(begin)

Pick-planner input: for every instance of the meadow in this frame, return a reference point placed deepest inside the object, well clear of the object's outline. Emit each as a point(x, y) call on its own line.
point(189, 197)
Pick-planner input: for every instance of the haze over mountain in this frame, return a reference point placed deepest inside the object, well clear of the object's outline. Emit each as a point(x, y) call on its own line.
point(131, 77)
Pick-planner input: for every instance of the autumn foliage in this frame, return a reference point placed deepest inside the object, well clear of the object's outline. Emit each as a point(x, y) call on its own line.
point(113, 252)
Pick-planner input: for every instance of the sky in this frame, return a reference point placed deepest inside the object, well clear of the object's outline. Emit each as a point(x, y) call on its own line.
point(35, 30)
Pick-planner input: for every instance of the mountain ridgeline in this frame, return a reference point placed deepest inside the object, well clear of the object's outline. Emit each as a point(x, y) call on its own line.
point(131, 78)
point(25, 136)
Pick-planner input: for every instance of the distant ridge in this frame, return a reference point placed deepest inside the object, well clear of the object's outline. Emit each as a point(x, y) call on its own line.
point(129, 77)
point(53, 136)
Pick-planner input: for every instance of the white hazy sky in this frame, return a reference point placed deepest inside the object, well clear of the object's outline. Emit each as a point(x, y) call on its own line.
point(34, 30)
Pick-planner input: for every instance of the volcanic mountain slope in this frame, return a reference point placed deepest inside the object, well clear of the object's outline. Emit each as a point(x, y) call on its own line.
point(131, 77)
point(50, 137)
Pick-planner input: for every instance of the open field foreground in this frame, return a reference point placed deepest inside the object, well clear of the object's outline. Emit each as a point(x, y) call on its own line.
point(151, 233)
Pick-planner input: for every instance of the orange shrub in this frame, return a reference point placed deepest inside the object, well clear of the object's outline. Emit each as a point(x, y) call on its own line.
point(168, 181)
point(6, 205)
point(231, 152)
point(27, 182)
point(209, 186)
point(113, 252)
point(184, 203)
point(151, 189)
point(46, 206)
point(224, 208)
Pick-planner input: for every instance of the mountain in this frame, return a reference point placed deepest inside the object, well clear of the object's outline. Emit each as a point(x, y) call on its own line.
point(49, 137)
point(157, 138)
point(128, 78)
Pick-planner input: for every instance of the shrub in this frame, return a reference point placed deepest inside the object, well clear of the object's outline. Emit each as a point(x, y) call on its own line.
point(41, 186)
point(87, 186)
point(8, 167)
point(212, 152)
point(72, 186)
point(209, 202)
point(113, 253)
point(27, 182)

(end)

Job
Please reproduce every one of the items above word for word, keeping their order.

Output for this task
Pick-planner input: for every instance of the meadow in this frame, return a reference point placed deepest inside the object, well clear of the object's outline. Emit each as a point(x, y) call on its own line.
point(189, 197)
Pick-planner input: for every instance of the haze over mountain in this frame, return a reference point placed deepest inside the object, well clear of the object's outline. Emit each as a point(x, y) call on its own line.
point(131, 77)
Pick-planner input: for every instance of the autumn foliage in this frame, return a reference point placed deepest inside the object, well clear of the object's outline. Emit each as a point(x, y) call on its own line.
point(113, 252)
Pick-planner input: for every instance of the sky in this frame, return a reference point placed deepest inside the object, well clear of the object's outline. Emit each as a point(x, y) call on its own line.
point(35, 30)
Pick-planner input: for every instance of the mountain ridgeline in this frame, return a reference point placed deepest inside the object, well clear of the object's outline. Emit each as a point(x, y) call on its own line.
point(131, 78)
point(25, 136)
Pick-planner input: for every instance of the distant ridge in this frame, return a reference point placed deepest inside the object, well clear of the object's outline. Emit each as a point(x, y) call on its own line.
point(129, 77)
point(53, 136)
Pick-planner input: for every instance of the white hazy sky in this frame, return a reference point placed deepest inside the object, well clear of the object's outline. Emit each as a point(x, y) call on its own line.
point(34, 30)
Pick-planner input: for every instance of the volcanic mountain slope in this frame, return a reference point placed deepest inside the object, well clear of the object's outline. Emit each as a point(x, y) call on its own line.
point(131, 77)
point(50, 137)
Pick-planner input: for every instance of the open field foreground in this frame, return a reference point placed deepest inside the object, well clear of the object's outline. Emit each as a point(x, y) call on its own line.
point(151, 233)
Pick-planner input: for every instance of the orange shrub in this frame, return a reference point placed deepest inside the object, well clear of the object's outline. Emit each as a point(x, y) call on its own line.
point(168, 181)
point(6, 205)
point(231, 152)
point(27, 182)
point(209, 186)
point(113, 252)
point(184, 203)
point(151, 189)
point(46, 206)
point(224, 208)
Pick-planner input: for every instance of the mountain in this frame, return a reference point placed deepest inside the object, well clear of the object's outline. Emit each as a point(x, y) call on its own line.
point(49, 137)
point(157, 138)
point(128, 78)
Pick-planner input: for every instance of the shrub in this frame, return a reference point placed deepest inside the object, well clear of the object's outline. Emit each as a point(x, y) call on its own line.
point(41, 186)
point(87, 186)
point(8, 167)
point(212, 152)
point(72, 186)
point(209, 202)
point(113, 253)
point(27, 182)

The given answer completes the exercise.